## [EXTRACTED TEXT]
-- Opening Marker --

I was just reading an article on a moms' website about a new mom who ate her placenta because "it didn't seem right to merely throw it away."
I just don't get this placentophagy thing at all. So some assert that eating your placenta can help stave off postpartum depression. Personally, I think that resorting to eating a placenta would make me depressed. Yeah, I get that if you've experienced PPD before, you'd do just about anything to avoid having to endure it again. However, there are plenty of options out there other than eating a chunk of human body tissue. Options such as counseling, anti-depressants, support group therapy, yoga, exercise, acupuncture, and many more. No matter that Tom Cruise aparently prefers his placenta medium-rare, I would never even remotely begin to consider such an option.
4 comments:
I suspect there is some sort of extrapolation here from the observed fact that animals consume the placenta (probably so as not to cue predators that there's a helpless newborn nearby)...
and my (former) husband informed me solemnly, before our first child was born, that women in delivery had to have their hands tied down to PREVENT them from eating the placenta. He knew. Yup. Because Coach had told the boys so, in their high school health class.
There is just more weirdness out there...than one can imagine.
Ouch. Personally, if someone told me that hanging upside down from an oak tree while shaking a chicken bone would have prevented or cured my PPD, I would have done it. When I was pregnant with my second son, I decided to do placenta encapsulation to help with my PPD. I don't think it made a difference but it certainly didn't hurt. And I wouldn't judge another woman who is desperate the avoid the hell of PPD.

-- Closing Marker --

## [WORK INSTRUCTION 1]
Retype the stretch of the placentophagy post from "I was just reading" through "such an option.".
## [WORK INSTRUCTION 2]
Name every option the placentophagy post lists as an alternative to eating the placenta.
The lines that follow the placentophagy post aren't needed.

## [EXTRACTED ENTRIES]
-- Opening Marker --

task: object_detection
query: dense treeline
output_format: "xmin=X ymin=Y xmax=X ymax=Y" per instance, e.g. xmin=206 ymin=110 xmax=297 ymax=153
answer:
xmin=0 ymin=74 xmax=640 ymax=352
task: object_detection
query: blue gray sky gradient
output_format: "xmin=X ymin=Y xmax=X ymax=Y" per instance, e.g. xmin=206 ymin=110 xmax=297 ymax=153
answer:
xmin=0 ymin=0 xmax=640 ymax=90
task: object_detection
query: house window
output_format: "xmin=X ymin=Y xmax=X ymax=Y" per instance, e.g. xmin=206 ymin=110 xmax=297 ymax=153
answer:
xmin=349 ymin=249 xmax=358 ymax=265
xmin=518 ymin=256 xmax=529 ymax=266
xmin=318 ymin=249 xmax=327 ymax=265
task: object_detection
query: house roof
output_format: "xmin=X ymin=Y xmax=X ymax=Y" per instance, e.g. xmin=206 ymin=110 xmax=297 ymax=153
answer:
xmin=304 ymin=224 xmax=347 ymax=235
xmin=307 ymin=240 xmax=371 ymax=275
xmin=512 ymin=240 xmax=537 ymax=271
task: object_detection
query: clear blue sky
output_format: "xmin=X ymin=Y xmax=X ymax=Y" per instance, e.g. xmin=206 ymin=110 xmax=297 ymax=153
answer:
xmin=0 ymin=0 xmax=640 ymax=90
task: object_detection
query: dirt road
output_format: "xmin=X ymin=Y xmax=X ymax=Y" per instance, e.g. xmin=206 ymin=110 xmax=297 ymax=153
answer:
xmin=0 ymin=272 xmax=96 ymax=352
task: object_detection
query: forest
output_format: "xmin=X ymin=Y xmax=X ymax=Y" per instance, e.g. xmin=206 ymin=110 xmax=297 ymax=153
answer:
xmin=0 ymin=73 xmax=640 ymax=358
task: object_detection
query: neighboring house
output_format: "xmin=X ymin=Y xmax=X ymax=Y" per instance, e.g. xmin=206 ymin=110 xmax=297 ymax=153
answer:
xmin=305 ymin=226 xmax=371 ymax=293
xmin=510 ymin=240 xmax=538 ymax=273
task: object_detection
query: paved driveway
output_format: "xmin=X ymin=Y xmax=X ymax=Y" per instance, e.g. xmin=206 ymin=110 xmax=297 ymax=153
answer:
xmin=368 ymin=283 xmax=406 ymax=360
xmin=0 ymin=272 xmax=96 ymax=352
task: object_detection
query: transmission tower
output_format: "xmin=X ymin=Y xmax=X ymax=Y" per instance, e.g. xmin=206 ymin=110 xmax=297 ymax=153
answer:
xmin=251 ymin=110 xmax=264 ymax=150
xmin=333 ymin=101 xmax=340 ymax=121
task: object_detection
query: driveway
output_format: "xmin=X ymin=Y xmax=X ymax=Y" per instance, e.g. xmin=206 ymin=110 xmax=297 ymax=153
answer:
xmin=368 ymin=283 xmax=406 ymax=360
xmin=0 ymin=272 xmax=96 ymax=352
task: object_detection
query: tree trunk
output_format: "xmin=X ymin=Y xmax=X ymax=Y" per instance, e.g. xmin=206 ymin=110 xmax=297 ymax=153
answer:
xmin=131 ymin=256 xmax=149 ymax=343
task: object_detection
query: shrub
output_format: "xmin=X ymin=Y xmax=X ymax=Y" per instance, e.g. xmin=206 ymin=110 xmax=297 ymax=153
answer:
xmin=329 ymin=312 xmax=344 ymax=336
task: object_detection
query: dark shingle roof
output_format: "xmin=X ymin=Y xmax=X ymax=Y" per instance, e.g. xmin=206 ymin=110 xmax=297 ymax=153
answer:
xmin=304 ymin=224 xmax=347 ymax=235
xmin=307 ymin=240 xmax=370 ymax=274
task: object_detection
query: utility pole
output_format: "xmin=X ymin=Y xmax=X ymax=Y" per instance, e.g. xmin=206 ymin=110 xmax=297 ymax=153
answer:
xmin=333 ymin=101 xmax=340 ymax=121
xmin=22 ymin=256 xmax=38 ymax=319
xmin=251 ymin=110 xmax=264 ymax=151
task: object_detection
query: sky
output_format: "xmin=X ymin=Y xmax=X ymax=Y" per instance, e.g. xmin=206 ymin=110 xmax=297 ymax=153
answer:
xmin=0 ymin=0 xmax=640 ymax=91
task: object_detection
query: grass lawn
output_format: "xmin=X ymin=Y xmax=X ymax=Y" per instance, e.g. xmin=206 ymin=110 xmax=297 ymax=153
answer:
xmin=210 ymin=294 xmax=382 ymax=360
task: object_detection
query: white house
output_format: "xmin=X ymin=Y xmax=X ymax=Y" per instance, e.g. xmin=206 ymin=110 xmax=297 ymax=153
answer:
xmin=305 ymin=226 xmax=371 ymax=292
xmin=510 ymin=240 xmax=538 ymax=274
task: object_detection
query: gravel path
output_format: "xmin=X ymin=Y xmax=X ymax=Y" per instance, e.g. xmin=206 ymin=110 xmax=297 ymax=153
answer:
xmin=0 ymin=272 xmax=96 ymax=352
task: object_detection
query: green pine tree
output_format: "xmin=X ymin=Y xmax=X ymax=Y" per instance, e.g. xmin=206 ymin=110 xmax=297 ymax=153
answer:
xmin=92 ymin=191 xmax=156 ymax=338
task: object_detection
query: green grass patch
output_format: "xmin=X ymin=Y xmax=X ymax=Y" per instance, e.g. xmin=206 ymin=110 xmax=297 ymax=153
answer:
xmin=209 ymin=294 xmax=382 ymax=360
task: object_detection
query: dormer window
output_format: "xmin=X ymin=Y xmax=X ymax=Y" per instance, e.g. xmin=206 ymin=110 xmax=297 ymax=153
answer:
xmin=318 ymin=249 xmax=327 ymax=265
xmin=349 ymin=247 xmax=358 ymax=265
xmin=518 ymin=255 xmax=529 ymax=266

-- Closing Marker --

## [WRITTEN ANSWER 1]
I was just reading an article on a moms' website about a new mom who ate her placenta because "it didn't seem right to merely throw it away."
I just don't get this placentophagy thing at all. So some assert that eating your placenta can help stave off postpartum depression. Personally, I think that resorting to eating a placenta would make me depressed. Yeah, I get that if you've experienced PPD before, you'd do just about anything to avoid having to endure it again. However, there are plenty of options out there other than eating a chunk of human body tissue. Options such as counseling, anti-depressants, support group therapy, yoga, exercise, acupuncture, and many more. No matter that Tom Cruise aparently prefers his placenta medium-rare, I would never even remotely begin to consider such an option.

## [WRITTEN ANSWER 2]
counseling, anti-depressants, support group therapy, yoga, exercise, acupuncture